She’s even lucid about her own confusion. As the social worker assigned to the new widow instantly recognizes, Ms. Didion is “a pretty cool customer.”

But she doesn’t get the chance to mourn her husband properly, because her daughter, who was slowly recovering from the pneumonia and septic shock that had landed her in the intensive-care unit, suffers another blow: Three months after John collapsed, Quintana collapses. Disembarking at LAX from a transcontinental flight, she crumples to the ground, felled by a subdural hematoma—bleeding inside the skull putting pressure on the brain. Saved by emergency neurosurgery, she spends another month in the hospital, then rehab …. In all, about half of Ms. Didion’s year is swallowed up by medical trauma.

She reports on the experience, a journalist on the job, and when she’s delivering the news about what happened to her family in 2004, the writing is brutally effective. But about halfway through the book, the narrative disintegrates; in its place we get a series of shattered echoes.
● ● ●
* _Assignment_
Write out the passage reviewing Ms. Didion's book, word for word, from "But she doesn’t" up to and including "by medical trauma.".
● ● ●
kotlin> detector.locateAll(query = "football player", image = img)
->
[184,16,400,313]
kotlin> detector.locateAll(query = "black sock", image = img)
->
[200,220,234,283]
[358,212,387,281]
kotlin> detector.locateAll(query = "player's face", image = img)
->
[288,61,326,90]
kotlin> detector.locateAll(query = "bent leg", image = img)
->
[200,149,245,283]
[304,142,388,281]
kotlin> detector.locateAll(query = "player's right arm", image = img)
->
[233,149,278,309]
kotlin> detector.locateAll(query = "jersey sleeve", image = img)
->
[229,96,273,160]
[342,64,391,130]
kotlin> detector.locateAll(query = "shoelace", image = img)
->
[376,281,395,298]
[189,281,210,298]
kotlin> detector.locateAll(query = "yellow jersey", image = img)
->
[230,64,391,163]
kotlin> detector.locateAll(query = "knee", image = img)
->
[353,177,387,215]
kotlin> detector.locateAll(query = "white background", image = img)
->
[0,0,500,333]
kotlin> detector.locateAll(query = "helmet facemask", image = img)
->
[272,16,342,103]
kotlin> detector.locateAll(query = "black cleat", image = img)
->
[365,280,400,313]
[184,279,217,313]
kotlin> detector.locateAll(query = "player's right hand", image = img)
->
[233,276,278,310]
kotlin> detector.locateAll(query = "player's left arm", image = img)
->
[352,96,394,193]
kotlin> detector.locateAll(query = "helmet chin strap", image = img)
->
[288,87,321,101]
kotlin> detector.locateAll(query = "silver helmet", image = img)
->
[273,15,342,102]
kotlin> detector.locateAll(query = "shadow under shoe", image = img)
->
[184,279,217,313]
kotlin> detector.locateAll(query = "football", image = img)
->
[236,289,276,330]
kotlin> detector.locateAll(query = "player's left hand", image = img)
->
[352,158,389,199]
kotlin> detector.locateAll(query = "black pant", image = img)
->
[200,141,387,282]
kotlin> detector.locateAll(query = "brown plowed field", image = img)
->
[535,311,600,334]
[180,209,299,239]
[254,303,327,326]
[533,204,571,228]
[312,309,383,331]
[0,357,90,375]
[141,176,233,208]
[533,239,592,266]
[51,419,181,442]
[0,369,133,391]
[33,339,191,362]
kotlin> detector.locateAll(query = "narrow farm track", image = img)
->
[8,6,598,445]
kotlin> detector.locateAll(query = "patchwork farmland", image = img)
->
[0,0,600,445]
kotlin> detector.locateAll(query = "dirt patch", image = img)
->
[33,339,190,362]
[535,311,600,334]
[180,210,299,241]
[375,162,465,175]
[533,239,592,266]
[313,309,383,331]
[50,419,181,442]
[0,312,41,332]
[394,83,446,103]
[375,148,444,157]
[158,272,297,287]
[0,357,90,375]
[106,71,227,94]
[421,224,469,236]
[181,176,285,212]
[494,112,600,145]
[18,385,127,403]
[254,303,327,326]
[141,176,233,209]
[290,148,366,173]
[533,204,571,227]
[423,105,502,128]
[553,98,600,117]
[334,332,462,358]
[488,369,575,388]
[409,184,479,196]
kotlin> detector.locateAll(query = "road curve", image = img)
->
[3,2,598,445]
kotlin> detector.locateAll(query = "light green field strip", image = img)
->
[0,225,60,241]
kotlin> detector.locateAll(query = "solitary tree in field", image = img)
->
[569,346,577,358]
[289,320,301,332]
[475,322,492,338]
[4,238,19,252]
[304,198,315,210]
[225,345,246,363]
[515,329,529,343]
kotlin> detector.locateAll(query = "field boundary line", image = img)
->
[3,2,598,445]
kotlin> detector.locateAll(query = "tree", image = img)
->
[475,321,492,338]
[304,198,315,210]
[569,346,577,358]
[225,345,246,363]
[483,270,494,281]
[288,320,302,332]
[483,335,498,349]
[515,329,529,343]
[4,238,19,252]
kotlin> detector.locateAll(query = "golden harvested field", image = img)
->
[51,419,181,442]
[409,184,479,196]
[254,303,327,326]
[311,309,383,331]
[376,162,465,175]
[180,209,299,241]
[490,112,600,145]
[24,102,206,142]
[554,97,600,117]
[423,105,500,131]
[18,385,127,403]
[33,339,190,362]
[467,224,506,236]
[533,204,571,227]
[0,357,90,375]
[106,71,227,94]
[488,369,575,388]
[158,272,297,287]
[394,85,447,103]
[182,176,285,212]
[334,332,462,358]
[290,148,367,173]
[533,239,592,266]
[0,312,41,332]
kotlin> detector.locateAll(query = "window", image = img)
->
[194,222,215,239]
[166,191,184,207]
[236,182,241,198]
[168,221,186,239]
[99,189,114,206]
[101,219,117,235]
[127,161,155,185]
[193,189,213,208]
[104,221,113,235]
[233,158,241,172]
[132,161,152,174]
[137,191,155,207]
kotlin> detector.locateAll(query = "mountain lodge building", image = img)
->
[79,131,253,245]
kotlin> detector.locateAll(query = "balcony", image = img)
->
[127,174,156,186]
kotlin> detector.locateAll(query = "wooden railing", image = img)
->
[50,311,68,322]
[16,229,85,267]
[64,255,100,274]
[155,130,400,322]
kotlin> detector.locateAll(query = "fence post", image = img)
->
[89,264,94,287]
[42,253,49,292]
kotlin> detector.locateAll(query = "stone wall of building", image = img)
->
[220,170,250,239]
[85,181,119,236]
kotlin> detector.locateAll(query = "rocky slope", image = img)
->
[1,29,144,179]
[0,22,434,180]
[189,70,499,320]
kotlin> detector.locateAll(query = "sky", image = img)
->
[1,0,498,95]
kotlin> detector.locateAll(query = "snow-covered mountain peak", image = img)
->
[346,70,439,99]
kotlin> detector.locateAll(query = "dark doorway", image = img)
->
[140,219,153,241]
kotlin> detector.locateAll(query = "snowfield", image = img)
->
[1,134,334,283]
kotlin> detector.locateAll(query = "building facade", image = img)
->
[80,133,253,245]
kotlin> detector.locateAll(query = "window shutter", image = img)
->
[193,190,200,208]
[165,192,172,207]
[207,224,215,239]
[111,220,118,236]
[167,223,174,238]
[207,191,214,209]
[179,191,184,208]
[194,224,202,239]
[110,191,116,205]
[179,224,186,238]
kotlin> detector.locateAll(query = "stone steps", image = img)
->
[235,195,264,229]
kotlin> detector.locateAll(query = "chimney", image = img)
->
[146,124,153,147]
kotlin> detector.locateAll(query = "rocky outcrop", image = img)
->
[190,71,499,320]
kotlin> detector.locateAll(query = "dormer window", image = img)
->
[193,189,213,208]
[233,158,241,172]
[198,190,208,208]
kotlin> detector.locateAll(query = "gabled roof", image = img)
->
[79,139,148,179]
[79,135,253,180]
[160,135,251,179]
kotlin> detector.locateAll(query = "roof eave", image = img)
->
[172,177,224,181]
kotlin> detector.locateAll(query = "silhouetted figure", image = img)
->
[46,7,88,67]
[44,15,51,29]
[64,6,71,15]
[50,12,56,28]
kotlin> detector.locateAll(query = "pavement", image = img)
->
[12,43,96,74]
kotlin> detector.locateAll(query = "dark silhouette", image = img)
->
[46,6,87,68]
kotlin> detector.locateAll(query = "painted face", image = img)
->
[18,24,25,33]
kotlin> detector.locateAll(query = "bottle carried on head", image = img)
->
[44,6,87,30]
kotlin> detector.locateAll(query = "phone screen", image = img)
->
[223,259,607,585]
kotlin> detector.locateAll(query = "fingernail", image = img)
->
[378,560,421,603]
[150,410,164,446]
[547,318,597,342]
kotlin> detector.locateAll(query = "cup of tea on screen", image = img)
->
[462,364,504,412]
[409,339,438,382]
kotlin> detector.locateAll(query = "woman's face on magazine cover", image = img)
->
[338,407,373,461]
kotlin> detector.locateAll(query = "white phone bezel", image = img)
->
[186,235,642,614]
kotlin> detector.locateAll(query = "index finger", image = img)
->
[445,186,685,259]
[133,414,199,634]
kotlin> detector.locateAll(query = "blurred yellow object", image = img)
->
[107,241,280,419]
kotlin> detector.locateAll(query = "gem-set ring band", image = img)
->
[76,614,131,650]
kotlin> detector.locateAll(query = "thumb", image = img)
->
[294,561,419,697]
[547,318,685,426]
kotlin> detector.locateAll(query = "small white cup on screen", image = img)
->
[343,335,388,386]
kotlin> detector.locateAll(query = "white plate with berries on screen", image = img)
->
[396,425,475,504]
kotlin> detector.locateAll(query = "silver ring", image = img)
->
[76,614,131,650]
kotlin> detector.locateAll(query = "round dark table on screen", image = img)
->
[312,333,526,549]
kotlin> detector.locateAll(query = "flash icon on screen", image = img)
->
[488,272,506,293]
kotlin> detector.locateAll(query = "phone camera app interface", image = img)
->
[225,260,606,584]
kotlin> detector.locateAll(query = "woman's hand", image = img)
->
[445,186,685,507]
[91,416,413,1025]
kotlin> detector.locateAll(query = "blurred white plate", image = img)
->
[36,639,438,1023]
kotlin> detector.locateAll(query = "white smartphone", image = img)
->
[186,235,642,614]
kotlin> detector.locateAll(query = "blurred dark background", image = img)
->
● ● ●
* _Exercise response_
But she doesn’t get the chance to mourn her husband properly, because her daughter, who was slowly recovering from the pneumonia and septic shock that had landed her in the intensive-care unit, suffers another blow: Three months after John collapsed, Quintana collapses. Disembarking at LAX from a transcontinental flight, she crumples to the ground, felled by a subdural hematoma—bleeding inside the skull putting pressure on the brain. Saved by emergency neurosurgery, she spends another month in the hospital, then rehab …. In all, about half of Ms. Didion’s year is swallowed up by medical trauma.